What the exercise asks
In the passage on the African Union, reproduce word for word the stretch that runs from "One significant success" up to and including "and complex conflict.".

**** Excerpt ****

The situation confronting the world today is a lot more reassuring than in the 1930s, or indeed the 1960s. But powerful nations still face the temptation of interpreting international law and norms in such a way that it suits their interests, and setting them aside when they don’t. I will argue that this is not only bad for international law and international security, but it is a particularly bad practice in Africa, because of the particularities of African history and contemporary African conflicts. These particularities include both the specific local details of African conflicts, which are best addressed by those in the neighbourhood who understand them best, and also the historically-grounded African distrust of outside interventions, which militates against the success of non-African initiatives.
Globally, wars are generally becoming less common and less lethal, but there is a continuing problem of intractable conflicts in many parts of Africa. Unlike the classic Clausewitzean wars that are fought between two easily recognizable sides, many of these conflicts are internal wars, mostly irregular, often with multiple parties with shifting or overlapping loyalties, in which the parties often have common interests in disorder, or use violence as part of political bargaining. African states are artificial entities, with arbitrary borders, and internal conflicts readily become regional affairs. African state institutions are often weak and poorly adapted to the challenges of governing diverse societies in which people have multiple identities and loyalties. Africa must of necessity develop its own sets of principles and practices for governance and conflict resolution; the rest of the world is well-advised to pay attention to these, and to avoid undermining Africa’s ownership of them.
The African Union is developing its own approaches to conflict resolution and is struggling, with just enough success to give us hope, to apply these in some of the world’s most difficult places. This is a venture marked by more frustration than success, and it is more evident in the aspirations of leaders and peoples, than in concrete achievements. Nonetheless, over the long durée, the AU is emerging as a champion of some important norms, including respect for constitutional government and inclusive peace processes.
One significant success is signaled today, 2 May. Earlier today the UN Security Council passed a resolution on the conflict between Sudan and South Sudan. This resolution was introduced by the U.S., which was until Monday the Chair and is intended to stop the fighting between the two countries and to expedite negotiations to resolve the outstanding issues between them, including the border, the disputed area of Abyei, oil and financial issues, and an overhang of unresolved questions regarding citizenship and nationality. It is striking that the operative paragraphs of the resolution follow, word for word, the Roadmap adopted by the AU Peace and Security Council (PSC) last week. If this succeeds, it will be an exemplar of AU leadership in addressing a pressing and complex conflict.
Let me formulate my key proposition. The OAU was derided by the late Julius Nyerere, President of Tanzania, as a “trade union of tyrants.” It was notorious for expediency, admitting to its ranks any putchist as long as he headed a supposedly independent African nation.
My proposition: it is no longer so. The AU has adopted several important norms, and these have taken on a life of their own. Two of these principles were incorporated into the AU’s Constitutive Act.

**** Dataset records ****

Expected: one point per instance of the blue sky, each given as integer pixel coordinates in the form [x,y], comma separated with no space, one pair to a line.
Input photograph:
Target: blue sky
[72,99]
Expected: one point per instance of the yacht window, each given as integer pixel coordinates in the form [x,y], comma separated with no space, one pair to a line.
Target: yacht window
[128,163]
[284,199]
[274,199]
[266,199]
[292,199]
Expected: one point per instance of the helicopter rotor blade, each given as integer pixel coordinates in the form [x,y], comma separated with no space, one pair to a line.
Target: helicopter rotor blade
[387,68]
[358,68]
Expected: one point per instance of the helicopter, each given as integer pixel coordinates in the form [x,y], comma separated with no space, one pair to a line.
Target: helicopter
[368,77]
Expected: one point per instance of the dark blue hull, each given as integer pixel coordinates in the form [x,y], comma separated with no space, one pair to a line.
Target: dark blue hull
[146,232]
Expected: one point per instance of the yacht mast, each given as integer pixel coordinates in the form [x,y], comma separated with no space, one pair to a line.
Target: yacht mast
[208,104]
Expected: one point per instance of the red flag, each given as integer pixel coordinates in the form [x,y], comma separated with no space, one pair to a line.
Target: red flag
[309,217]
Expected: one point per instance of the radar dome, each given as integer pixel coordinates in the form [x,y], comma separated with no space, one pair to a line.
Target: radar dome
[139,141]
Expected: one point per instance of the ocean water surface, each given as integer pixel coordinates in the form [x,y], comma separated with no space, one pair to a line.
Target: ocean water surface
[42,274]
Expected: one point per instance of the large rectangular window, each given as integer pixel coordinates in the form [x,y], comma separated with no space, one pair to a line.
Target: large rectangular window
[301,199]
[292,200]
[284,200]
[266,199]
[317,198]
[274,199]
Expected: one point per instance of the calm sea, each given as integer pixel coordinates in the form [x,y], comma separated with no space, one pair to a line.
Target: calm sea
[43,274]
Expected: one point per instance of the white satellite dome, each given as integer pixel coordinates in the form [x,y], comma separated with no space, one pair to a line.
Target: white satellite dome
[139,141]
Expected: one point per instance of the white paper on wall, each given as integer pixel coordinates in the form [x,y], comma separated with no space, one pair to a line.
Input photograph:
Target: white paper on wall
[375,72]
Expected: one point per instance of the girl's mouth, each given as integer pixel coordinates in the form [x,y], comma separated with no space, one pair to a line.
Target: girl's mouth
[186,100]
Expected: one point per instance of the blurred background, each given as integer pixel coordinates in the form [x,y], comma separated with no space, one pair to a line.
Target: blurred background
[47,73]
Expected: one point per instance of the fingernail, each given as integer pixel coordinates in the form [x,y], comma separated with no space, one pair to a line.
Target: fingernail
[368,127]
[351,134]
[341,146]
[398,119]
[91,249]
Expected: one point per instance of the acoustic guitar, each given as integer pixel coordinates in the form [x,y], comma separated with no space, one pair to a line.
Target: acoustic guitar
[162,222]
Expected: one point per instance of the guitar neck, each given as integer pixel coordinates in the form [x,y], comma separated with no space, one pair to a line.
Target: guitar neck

****

Written response
One significant success is signaled today, 2 May. Earlier today the UN Security Council passed a resolution on the conflict between Sudan and South Sudan. This resolution was introduced by the U.S., which was until Monday the Chair and is intended to stop the fighting between the two countries and to expedite negotiations to resolve the outstanding issues between them, including the border, the disputed area of Abyei, oil and financial issues, and an overhang of unresolved questions regarding citizenship and nationality. It is striking that the operative paragraphs of the resolution follow, word for word, the Roadmap adopted by the AU Peace and Security Council (PSC) last week. If this succeeds, it will be an exemplar of AU leadership in addressing a pressing and complex conflict.